*** TASK MATERIAL ***

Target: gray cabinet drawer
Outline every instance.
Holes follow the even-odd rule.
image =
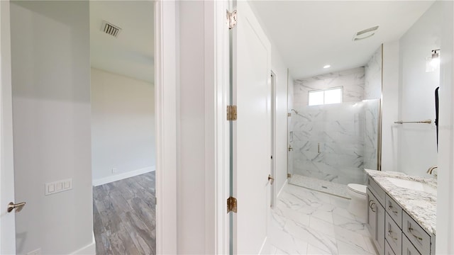
[[[402,232],[421,254],[431,254],[431,237],[405,212],[402,215]]]
[[[396,255],[387,242],[384,242],[384,255]]]
[[[394,222],[399,226],[399,228],[402,228],[402,208],[391,198],[388,195],[386,196],[386,205],[384,208],[388,212],[389,216],[394,220]]]
[[[386,213],[384,226],[384,238],[394,253],[401,254],[402,253],[402,231],[388,213]]]
[[[416,248],[410,242],[405,234],[402,234],[402,254],[404,255],[421,255]]]
[[[370,188],[378,202],[380,202],[382,205],[384,205],[386,193],[370,176],[367,178],[367,187]]]

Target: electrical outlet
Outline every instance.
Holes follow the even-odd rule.
[[[41,248],[38,248],[34,251],[31,251],[27,255],[41,255]]]
[[[52,195],[70,189],[72,189],[72,178],[47,183],[44,195]]]

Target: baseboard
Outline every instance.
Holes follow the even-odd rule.
[[[83,246],[76,251],[70,254],[70,255],[96,255],[96,243],[94,240],[94,233],[93,233],[93,240],[92,243]]]
[[[123,180],[126,178],[133,177],[139,174],[148,173],[155,170],[156,170],[155,166],[148,166],[148,167],[143,168],[140,169],[131,171],[126,173],[121,173],[119,174],[116,174],[111,176],[107,176],[107,177],[100,178],[96,180],[93,180],[92,184],[94,186],[98,186],[100,185],[111,183],[112,181]]]
[[[277,196],[276,196],[276,198],[279,198],[279,196],[281,196],[281,193],[282,193],[284,188],[285,188],[285,186],[288,183],[288,182],[289,182],[289,179],[288,178],[285,179],[285,181],[284,182],[284,185],[282,185],[282,186],[281,187],[281,189],[277,193]]]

***

> **YOUR TASK**
Scale the records from their start through the line with "[[[52,195],[70,189],[72,189],[72,178],[47,183],[44,195]]]", inclusive, and write all those lines again, requests included, with every polygon coordinate in the answers multiplied by 1.1 and rounded to the nearest whole number, halves rounded up. Leave the pictures out.

> **TASK RESPONSE**
Target: gray cabinet drawer
Outline every instance.
Holes follow the even-odd rule.
image =
[[[442,255],[463,279],[474,279],[474,261],[446,233],[442,237]]]
[[[436,281],[426,266],[422,266],[422,281]]]
[[[433,244],[439,249],[439,251],[442,251],[442,229],[430,218],[427,215],[425,216],[425,226],[422,229],[427,233],[428,238],[433,242]]]
[[[425,234],[422,249],[422,262],[433,278],[441,279],[442,278],[442,254],[427,234]]]
[[[458,273],[451,266],[446,257],[442,257],[442,279],[444,281],[463,281]]]
[[[407,207],[416,222],[418,222],[420,226],[422,226],[425,212],[407,194],[404,196],[404,206]]]

Target: electrical outlet
Outline every instance.
Holes follow the even-odd rule.
[[[45,273],[42,273],[37,276],[34,276],[30,281],[45,281]]]
[[[57,215],[77,208],[79,208],[79,196],[52,201],[48,215]]]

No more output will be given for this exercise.